== WORK TASK ==
The goal is to restate all of the records below word for word.

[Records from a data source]
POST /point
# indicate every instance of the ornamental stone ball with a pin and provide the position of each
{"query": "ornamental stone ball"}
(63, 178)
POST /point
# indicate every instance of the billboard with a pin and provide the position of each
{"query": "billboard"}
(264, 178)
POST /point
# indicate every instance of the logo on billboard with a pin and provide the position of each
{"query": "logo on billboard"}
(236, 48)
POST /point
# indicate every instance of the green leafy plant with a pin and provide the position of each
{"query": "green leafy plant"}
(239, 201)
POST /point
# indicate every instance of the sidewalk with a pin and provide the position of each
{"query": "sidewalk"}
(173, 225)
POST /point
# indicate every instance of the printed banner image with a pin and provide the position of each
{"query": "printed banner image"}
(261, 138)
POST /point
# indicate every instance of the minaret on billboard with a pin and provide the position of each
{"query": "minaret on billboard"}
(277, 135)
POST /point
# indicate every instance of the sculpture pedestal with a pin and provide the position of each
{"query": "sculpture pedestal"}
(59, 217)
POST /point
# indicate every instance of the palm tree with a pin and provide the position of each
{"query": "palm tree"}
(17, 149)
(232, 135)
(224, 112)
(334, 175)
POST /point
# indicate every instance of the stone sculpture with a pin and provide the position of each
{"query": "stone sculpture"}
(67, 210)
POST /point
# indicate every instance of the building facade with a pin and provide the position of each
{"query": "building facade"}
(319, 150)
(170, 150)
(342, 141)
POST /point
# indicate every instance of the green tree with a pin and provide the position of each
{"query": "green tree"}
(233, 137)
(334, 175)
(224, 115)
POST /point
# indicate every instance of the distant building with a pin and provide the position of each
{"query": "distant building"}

== SOLUTION ==
POST /point
# indicate every instance of the ornamental stone ball with a pin and provide the position of each
{"query": "ornamental stone ball"}
(63, 178)
POST /point
# indicate every instance of the billboard with a pin and provide the position of each
{"query": "billboard"}
(264, 178)
POST /point
# indicate every instance of the logo on billboard with a pin and provide the position of each
{"query": "logo on billboard"}
(236, 48)
POST /point
# indicate every instance of the green leafy plant with a pin and provide the position of each
{"query": "green leafy plant"}
(239, 201)
POST /point
# indicate every instance of the sidewalk with a pin and provide the position of each
{"query": "sidewalk"}
(173, 225)
POST /point
# indicate every instance of the printed banner image with a pin and provide the position of each
{"query": "printed banner image"}
(261, 138)
POST /point
# indicate every instance of the minaret on billboard with a pin and provide the position of each
{"query": "minaret on billboard"}
(277, 135)
POST /point
# indicate every instance of the sculpture pedestal with a pin and provide the position of each
{"query": "sculpture pedestal"}
(59, 217)
POST /point
# indicate every instance of the palm tree with a pin and provide the position of each
{"query": "palm tree"}
(17, 149)
(232, 135)
(224, 112)
(334, 175)
POST /point
# indicate every instance of the stone sculpture with a pin and provide the position of each
{"query": "stone sculpture"}
(67, 210)
POST /point
# indicate every instance of the building facade with a pin and provide the position of each
{"query": "building facade"}
(319, 150)
(170, 150)
(342, 141)
POST /point
# indicate every instance of the green tree with a pin and provide the position of each
{"query": "green tree"}
(233, 137)
(334, 175)
(224, 115)
POST /point
# indicate every instance of the distant building with a pin and provide the position of each
{"query": "distant building"}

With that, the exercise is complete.